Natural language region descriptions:
● ● ● ● ●

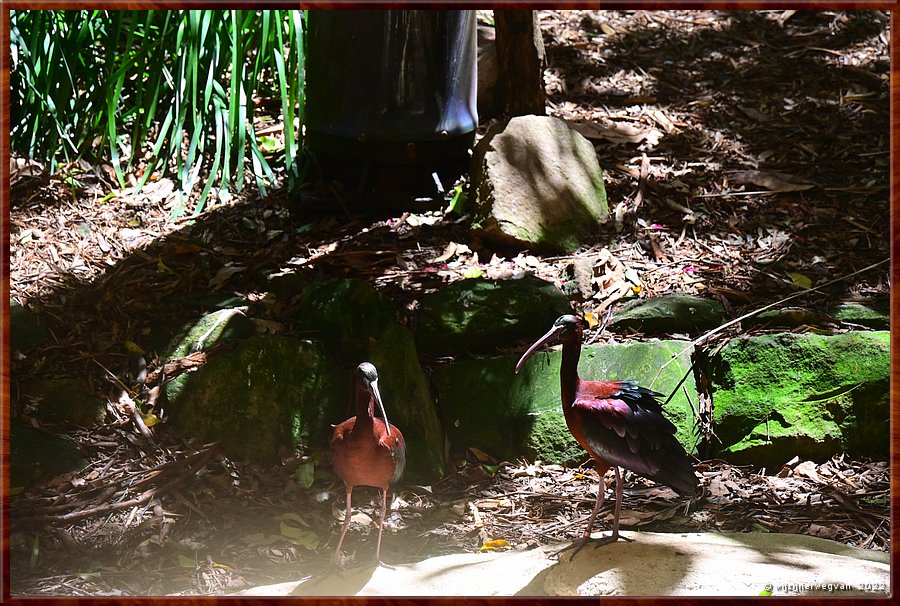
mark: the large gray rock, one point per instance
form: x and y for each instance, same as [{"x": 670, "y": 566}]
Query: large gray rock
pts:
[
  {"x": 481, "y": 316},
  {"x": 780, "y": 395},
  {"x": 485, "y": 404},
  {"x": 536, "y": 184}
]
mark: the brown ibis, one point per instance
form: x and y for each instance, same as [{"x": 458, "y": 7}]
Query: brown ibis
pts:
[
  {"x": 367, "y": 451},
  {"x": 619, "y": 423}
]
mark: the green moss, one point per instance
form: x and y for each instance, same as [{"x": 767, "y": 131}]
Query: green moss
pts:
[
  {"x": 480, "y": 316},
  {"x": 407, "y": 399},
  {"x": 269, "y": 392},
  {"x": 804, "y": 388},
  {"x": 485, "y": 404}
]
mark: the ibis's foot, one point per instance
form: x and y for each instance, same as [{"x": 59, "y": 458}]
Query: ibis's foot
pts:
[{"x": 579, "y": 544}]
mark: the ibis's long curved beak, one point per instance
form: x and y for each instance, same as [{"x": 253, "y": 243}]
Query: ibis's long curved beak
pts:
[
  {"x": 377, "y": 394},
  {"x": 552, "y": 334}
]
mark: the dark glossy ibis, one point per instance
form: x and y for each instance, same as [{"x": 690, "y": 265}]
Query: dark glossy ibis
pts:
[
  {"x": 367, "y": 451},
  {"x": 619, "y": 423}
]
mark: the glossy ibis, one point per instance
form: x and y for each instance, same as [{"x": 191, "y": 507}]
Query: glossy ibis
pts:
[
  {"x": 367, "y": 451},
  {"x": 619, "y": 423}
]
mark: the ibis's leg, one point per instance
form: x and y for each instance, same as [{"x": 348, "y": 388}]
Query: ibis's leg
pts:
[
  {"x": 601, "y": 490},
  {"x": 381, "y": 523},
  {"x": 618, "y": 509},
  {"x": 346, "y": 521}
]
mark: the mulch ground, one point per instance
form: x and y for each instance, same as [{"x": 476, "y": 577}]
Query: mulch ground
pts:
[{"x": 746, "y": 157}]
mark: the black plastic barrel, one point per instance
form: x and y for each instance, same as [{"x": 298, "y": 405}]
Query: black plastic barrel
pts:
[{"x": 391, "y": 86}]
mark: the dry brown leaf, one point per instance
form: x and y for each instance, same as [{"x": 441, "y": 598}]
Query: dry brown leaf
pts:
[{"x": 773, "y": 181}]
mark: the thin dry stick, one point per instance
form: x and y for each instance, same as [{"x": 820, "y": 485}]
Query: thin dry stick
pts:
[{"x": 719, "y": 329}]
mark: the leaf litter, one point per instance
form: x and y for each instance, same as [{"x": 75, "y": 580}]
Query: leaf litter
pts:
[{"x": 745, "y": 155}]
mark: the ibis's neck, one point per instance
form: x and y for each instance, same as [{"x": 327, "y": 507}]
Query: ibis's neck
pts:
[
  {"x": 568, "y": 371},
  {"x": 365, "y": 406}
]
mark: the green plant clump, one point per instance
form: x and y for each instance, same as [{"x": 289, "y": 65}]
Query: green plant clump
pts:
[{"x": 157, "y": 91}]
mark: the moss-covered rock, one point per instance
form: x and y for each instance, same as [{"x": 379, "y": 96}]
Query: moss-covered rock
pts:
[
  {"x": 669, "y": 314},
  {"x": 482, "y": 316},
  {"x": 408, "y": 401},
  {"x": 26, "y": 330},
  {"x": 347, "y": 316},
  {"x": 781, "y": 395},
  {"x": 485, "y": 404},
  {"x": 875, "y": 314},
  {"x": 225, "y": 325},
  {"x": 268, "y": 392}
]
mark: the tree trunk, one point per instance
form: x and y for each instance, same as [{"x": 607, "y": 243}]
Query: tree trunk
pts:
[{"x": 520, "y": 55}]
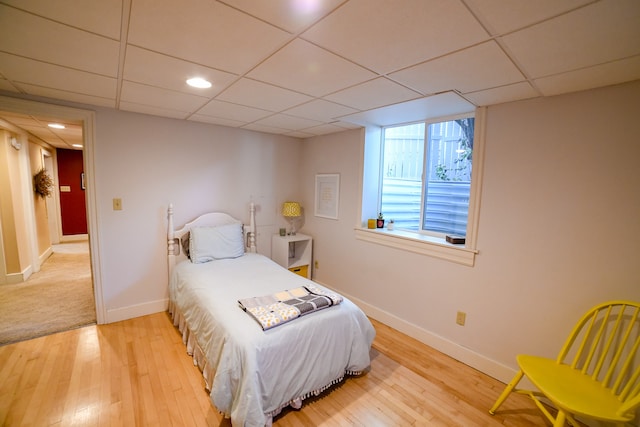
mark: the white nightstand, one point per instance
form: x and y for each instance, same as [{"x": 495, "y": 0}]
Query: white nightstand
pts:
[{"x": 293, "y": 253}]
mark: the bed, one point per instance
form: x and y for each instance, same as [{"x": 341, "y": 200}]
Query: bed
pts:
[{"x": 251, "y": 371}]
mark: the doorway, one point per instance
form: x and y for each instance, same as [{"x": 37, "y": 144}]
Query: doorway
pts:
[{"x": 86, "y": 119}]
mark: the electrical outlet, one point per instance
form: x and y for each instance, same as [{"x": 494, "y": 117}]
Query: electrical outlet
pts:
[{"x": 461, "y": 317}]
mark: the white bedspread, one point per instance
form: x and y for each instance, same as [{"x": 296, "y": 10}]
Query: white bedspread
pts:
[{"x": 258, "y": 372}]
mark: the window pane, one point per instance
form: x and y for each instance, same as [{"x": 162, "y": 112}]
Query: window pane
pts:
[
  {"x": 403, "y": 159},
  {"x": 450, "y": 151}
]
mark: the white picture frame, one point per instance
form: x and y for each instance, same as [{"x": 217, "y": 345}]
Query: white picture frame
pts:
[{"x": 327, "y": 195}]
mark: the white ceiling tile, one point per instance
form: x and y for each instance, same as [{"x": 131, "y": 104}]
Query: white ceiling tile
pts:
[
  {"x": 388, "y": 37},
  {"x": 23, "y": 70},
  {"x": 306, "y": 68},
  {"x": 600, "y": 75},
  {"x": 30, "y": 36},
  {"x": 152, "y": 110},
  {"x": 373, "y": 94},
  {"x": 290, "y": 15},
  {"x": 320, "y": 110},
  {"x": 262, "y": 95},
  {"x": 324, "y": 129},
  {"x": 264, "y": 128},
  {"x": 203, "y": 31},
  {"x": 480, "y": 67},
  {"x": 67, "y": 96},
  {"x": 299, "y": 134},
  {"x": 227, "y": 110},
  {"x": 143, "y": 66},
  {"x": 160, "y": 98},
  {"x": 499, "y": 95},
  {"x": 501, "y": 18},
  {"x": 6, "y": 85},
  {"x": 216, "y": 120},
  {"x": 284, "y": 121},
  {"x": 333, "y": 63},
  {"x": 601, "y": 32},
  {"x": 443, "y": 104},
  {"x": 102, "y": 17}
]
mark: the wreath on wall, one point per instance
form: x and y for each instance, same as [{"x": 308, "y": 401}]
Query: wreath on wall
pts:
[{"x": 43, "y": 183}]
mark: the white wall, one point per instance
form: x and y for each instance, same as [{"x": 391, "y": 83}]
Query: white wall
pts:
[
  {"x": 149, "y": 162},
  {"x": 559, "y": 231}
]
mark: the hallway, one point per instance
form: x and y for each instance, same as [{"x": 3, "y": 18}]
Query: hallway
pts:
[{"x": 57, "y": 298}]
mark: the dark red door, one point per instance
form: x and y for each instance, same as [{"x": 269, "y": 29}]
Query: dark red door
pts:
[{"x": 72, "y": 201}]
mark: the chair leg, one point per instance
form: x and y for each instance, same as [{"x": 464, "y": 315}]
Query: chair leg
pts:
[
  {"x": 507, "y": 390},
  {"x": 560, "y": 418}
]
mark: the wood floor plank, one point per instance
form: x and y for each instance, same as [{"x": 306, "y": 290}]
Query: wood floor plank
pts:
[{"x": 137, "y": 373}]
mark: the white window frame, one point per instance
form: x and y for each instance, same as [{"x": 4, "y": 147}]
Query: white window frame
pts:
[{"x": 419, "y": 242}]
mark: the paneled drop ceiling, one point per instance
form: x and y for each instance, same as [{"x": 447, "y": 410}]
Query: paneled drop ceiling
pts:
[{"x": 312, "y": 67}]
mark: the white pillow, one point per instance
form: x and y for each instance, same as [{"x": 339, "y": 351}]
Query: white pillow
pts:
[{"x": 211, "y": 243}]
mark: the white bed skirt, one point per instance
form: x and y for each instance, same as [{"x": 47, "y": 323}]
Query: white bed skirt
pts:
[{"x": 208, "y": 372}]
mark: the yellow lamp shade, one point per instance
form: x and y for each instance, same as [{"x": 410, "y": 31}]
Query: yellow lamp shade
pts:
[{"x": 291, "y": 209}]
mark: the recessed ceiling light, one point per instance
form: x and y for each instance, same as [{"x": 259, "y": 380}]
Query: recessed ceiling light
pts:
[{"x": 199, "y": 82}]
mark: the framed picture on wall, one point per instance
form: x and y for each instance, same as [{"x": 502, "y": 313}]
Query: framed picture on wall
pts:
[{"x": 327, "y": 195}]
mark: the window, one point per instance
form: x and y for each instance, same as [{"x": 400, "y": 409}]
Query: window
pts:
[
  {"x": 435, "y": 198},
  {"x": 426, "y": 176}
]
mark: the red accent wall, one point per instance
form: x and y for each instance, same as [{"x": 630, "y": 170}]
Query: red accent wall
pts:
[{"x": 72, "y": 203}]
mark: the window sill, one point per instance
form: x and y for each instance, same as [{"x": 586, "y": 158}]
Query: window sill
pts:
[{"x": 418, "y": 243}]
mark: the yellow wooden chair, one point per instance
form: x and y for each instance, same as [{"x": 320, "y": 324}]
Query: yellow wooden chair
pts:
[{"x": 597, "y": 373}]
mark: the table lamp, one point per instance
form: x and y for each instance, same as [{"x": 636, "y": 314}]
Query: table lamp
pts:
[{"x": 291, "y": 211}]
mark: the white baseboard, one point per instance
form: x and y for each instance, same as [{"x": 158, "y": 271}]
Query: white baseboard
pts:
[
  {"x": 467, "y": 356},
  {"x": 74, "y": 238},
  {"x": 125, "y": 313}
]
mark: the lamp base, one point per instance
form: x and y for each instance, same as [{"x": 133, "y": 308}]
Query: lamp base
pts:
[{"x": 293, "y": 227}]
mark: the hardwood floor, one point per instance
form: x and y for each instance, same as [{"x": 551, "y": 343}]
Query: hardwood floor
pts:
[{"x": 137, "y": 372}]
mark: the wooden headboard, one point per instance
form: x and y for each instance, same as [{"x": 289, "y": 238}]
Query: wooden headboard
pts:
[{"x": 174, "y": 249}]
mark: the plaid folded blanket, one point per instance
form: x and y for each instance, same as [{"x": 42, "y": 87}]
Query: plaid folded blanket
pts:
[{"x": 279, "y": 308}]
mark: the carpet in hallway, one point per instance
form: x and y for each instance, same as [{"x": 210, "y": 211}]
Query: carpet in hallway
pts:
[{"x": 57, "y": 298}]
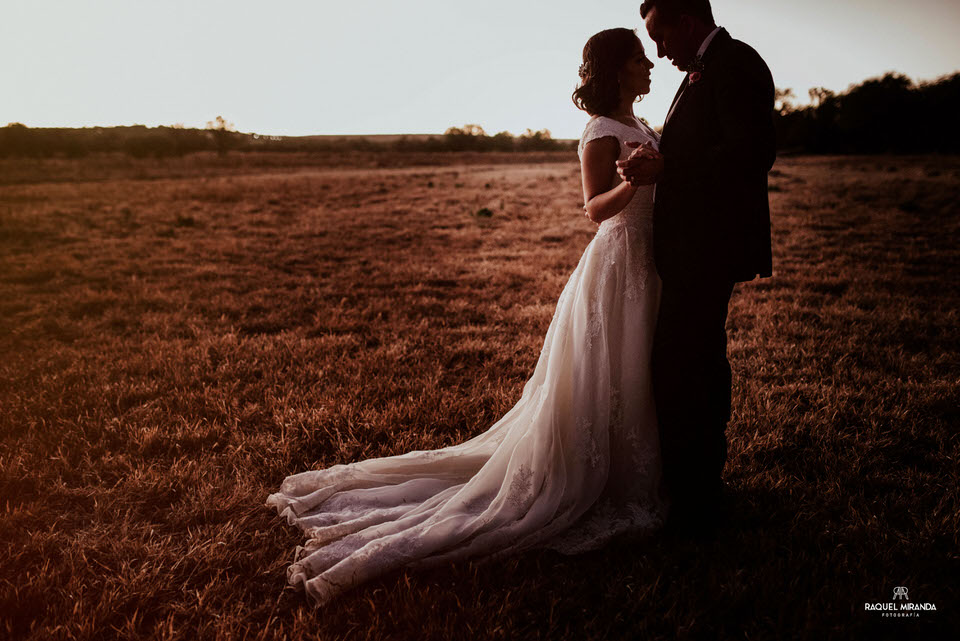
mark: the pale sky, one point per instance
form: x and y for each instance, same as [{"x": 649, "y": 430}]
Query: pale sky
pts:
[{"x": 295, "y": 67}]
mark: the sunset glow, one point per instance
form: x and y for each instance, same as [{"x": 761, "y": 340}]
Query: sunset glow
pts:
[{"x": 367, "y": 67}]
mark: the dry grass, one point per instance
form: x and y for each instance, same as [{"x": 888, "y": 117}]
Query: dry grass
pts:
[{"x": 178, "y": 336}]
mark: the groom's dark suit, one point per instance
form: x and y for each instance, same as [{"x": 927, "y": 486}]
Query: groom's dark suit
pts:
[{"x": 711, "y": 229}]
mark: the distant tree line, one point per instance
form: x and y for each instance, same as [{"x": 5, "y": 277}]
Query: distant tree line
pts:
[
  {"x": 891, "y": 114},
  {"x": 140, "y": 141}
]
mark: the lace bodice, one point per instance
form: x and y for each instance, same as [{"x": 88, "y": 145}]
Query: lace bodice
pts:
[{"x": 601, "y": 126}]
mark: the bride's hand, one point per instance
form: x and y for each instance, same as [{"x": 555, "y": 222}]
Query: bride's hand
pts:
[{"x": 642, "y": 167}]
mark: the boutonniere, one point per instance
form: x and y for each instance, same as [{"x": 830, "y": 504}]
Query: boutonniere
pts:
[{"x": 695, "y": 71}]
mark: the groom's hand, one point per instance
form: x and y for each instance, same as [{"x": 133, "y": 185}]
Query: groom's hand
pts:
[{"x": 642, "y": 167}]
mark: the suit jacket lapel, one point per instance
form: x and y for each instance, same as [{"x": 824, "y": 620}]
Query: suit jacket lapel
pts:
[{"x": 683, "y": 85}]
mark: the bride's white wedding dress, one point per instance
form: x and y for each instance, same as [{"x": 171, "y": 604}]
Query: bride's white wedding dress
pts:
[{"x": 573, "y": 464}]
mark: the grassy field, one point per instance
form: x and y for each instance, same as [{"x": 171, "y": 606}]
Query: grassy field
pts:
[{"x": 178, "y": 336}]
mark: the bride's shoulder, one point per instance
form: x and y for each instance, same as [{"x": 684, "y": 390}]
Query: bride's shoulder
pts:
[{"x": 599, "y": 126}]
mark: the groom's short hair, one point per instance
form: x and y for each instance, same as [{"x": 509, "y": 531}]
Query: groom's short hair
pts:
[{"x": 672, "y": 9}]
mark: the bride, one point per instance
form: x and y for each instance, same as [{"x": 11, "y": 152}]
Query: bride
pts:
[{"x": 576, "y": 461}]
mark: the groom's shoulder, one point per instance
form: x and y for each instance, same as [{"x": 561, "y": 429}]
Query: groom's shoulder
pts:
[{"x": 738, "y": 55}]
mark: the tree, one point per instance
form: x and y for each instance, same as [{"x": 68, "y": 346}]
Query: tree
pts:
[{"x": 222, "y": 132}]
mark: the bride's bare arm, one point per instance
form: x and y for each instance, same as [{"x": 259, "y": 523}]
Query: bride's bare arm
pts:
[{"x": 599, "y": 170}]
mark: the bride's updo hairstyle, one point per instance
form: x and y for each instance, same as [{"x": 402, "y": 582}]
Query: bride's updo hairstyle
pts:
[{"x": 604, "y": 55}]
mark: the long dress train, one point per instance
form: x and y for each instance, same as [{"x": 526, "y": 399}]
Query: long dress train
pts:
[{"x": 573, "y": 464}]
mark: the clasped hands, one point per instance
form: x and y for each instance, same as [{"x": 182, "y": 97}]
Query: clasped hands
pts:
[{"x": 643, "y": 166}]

● ● ● ● ●

Exercise: Return exactly the lines of the data, beginning with the first and ending with the line containing "Query: brown ibis". Skip the pictures.

Written answer:
mark: the large gray rock, one point per instance
form: x and y for each instance, same as [{"x": 670, "y": 566}]
Query: large gray rock
pts:
[
  {"x": 481, "y": 316},
  {"x": 780, "y": 395},
  {"x": 485, "y": 404},
  {"x": 536, "y": 184}
]
mark: the brown ibis, one point per instance
form: x and y for each instance, same as [{"x": 458, "y": 7}]
Query: brown ibis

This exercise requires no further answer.